= Esercizi =
1. Riporta il brano dalle parole «Cosa si può» fino a «può curare sempre).» comprese, rinominando «balordo» in «furfante».
2. Secondo il brano, in che cosa sta la ricchezza non economica dell'uomo?

Cosa si può fare allora per questi bambini condannati? Aspettare che se ne vadano, lasciandoli al dolore, dolore loro e di chi li ama?

No, la ricchezza (non economica) dell'uomo sta nella dignità. Nella dignità di una presenza, comunque sia questa presenza. Cristiano Ronaldo o un poveraccio, un bambino moribondo o un anziano non più autosufficiente. Un santo o un balordo. Quella presenza lì è unica, irripetibile, insostituibile. Se non si può guarire (e non si potrà mai guarire tutto), si può curare (si può curare sempre).

Le decine, centinaia, migliaia di bambini che passeranno dall'hospice Seràgnoli si potranno curare, sì. Non nel senso moderno che si dà al termine curare (identico a guarire). No, curare vuol dire prendersi cura di... Prendersi cura di un piccolo cuore che fra un giorno, fra dieci o fra cento smetterà di battere. Ma questo piccolo cuore ha diritto fino in fondo di essere amato, accarezzato. Di vivere fino in fondo il misterioso destino che la vita gli ha riservato e riserva a ognuno di noi.

= Voci =
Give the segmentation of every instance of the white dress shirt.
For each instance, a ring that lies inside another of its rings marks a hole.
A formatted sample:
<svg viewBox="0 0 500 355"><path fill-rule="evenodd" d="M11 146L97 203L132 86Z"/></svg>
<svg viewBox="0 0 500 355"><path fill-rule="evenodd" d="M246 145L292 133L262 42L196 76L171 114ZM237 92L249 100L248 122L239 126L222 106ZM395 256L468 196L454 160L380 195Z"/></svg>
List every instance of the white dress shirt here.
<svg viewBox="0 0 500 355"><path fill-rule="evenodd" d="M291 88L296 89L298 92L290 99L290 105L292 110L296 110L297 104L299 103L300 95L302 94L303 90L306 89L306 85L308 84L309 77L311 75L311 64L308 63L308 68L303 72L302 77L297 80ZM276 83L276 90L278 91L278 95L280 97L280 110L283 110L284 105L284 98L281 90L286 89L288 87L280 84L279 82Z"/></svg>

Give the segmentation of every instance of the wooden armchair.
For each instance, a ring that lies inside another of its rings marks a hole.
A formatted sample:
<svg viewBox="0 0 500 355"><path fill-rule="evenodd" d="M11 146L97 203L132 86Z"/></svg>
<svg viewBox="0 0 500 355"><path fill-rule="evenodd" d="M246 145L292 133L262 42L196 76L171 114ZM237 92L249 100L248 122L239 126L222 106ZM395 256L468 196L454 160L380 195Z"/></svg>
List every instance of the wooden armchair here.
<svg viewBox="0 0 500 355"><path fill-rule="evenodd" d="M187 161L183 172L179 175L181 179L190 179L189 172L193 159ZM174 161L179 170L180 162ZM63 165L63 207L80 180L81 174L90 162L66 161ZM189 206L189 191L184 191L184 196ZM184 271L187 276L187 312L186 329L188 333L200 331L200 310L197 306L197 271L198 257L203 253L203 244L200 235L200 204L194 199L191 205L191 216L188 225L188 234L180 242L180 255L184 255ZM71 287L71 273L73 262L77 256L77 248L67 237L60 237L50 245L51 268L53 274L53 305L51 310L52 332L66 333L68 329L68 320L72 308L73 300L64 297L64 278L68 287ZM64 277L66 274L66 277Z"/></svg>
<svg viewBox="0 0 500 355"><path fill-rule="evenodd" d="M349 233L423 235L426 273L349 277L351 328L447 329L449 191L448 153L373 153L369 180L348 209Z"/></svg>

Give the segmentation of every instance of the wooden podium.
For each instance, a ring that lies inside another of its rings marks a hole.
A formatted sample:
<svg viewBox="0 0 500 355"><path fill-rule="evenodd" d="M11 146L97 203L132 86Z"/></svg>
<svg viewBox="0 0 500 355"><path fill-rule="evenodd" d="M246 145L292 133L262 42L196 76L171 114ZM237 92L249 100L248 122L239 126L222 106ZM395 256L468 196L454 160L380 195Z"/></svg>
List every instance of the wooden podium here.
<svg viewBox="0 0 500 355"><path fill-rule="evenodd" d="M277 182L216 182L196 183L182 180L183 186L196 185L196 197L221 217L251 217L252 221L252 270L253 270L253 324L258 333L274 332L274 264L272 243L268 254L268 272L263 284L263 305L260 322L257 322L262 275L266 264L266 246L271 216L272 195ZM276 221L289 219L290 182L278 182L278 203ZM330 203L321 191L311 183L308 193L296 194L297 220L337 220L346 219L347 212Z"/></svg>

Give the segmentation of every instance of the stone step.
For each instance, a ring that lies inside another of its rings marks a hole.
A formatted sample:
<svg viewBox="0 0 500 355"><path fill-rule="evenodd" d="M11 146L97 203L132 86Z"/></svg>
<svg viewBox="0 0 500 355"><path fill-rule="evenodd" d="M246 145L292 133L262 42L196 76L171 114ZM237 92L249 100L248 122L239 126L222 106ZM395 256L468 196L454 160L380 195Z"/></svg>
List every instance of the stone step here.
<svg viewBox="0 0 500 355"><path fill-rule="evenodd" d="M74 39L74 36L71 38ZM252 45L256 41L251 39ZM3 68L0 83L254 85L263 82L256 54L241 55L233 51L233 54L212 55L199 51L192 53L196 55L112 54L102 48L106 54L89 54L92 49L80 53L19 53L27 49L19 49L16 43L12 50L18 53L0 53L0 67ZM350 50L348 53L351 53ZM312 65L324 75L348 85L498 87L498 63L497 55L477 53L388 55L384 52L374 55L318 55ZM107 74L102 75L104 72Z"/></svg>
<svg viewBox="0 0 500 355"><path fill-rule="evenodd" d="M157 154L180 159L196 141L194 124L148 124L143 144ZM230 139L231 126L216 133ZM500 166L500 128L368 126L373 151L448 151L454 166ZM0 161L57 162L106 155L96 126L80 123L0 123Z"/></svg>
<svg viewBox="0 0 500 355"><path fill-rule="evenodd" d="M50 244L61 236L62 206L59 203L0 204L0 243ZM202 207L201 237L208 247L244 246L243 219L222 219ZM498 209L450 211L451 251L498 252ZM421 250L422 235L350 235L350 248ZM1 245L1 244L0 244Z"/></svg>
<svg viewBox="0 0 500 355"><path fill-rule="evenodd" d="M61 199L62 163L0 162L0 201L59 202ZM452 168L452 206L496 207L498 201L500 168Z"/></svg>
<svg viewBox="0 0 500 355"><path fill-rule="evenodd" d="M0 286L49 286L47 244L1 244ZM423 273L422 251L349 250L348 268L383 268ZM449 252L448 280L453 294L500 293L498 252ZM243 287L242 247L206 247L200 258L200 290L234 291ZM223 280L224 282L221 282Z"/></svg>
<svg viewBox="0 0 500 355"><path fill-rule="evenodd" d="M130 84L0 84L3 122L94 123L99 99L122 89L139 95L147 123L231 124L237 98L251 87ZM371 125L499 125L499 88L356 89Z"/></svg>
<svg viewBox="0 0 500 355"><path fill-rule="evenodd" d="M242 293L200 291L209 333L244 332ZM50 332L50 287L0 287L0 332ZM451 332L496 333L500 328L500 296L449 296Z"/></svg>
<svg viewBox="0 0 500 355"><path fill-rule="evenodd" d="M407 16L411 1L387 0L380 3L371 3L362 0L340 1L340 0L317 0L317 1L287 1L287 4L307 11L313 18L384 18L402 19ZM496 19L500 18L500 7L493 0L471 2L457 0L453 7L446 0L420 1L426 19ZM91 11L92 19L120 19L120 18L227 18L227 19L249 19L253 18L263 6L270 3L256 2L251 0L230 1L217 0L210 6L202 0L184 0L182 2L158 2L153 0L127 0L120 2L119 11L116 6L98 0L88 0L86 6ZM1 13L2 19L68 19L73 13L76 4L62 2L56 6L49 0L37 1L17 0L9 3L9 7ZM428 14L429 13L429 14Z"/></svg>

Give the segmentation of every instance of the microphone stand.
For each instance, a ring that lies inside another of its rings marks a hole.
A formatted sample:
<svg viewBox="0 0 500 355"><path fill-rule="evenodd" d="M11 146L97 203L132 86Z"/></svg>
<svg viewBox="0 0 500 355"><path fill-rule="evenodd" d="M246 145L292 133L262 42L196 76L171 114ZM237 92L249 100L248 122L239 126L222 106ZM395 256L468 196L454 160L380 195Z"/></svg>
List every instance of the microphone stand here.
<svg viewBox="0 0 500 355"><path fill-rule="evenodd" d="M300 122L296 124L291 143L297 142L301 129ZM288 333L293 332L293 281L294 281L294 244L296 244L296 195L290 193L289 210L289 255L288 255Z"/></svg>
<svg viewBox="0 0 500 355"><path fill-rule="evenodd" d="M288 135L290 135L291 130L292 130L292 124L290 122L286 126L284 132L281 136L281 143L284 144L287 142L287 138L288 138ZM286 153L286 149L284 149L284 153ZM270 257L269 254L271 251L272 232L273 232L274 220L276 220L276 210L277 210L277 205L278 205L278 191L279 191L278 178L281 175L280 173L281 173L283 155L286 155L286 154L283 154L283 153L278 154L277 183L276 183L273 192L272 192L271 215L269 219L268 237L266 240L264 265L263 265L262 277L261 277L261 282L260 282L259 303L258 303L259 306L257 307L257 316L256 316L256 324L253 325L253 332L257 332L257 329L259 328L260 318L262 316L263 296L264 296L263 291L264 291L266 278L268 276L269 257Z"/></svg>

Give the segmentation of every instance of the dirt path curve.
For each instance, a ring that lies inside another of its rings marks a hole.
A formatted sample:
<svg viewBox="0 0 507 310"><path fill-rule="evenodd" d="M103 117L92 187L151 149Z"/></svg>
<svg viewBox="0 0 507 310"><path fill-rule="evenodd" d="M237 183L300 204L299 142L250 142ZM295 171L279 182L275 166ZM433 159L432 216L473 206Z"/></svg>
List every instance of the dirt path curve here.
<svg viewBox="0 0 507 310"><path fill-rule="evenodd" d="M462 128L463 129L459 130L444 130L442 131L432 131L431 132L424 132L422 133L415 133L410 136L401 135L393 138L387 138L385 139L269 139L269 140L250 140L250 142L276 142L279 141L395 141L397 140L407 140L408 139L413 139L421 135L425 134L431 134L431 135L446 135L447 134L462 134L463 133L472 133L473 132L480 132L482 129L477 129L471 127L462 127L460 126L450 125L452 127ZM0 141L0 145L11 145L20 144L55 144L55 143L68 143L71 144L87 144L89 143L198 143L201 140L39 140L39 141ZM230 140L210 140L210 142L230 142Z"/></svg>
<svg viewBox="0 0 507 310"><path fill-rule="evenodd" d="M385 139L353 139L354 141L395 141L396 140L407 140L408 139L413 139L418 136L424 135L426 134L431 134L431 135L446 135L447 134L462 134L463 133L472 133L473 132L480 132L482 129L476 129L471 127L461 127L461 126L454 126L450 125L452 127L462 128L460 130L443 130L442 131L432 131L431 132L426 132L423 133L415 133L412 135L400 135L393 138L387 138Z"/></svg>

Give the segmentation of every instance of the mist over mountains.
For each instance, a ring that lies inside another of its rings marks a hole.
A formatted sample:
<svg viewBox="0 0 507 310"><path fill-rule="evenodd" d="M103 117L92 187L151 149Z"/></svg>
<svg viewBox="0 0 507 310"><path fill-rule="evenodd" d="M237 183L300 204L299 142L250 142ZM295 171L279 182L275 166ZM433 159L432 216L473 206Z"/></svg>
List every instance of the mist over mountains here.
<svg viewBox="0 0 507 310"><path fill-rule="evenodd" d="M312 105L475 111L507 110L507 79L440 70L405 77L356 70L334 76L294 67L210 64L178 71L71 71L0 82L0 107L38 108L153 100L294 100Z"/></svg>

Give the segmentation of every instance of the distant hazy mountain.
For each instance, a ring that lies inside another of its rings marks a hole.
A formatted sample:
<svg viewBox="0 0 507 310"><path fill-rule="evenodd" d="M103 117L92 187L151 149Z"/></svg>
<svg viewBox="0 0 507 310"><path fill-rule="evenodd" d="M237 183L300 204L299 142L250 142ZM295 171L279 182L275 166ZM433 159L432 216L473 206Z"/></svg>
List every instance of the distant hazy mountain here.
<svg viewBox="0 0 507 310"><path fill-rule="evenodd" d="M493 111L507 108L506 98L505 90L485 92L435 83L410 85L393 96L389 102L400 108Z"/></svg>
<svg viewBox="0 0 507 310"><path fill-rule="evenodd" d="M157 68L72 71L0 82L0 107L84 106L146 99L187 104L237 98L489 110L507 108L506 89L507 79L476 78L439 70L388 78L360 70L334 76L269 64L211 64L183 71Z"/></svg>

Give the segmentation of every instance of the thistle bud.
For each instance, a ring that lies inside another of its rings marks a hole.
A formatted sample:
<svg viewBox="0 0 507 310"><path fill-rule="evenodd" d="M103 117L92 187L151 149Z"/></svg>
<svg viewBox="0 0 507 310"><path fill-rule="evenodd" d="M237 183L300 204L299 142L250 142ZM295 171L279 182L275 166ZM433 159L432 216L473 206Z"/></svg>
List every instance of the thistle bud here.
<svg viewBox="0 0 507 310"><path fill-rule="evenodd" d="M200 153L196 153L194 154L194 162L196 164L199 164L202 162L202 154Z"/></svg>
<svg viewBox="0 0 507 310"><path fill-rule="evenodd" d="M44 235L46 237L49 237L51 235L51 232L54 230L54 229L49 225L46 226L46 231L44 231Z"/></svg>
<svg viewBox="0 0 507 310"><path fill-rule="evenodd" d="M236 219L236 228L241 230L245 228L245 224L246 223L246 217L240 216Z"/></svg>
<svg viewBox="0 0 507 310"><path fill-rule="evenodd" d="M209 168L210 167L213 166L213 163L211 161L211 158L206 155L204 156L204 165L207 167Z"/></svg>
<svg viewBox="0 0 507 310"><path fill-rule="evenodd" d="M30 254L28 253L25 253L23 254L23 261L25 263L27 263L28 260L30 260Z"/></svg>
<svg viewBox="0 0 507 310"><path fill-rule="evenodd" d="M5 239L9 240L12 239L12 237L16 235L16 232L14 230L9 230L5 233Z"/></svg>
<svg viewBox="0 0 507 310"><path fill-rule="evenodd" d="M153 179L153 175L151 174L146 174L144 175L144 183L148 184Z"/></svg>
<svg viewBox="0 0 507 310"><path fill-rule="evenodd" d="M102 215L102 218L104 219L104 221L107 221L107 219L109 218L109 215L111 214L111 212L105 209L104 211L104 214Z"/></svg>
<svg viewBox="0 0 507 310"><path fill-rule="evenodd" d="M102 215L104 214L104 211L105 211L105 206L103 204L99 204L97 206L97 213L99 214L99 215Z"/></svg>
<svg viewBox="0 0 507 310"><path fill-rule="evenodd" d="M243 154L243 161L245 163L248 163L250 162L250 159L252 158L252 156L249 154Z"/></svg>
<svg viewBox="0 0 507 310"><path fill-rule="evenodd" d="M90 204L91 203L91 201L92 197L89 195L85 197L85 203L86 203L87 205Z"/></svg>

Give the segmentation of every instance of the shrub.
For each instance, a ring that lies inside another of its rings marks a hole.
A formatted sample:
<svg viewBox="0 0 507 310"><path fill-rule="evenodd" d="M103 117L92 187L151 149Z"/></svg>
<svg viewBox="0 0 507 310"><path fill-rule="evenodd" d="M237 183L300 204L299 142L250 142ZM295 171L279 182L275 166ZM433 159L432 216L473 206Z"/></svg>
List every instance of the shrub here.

= Risposte =
1.
Cosa si può fare allora per questi bambini condannati? Aspettare che se ne vadano, lasciandoli al dolore, dolore loro e di chi li ama?

No, la ricchezza (non economica) dell'uomo sta nella dignità. Nella dignità di una presenza, comunque sia questa presenza. Cristiano Ronaldo o un poveraccio, un bambino moribondo o un anziano non più autosufficiente. Un santo o un furfante. Quella presenza lì è unica, irripetibile, insostituibile. Se non si può guarire (e non si potrà mai guarire tutto), si può curare (si può curare sempre).

2. Nella dignità.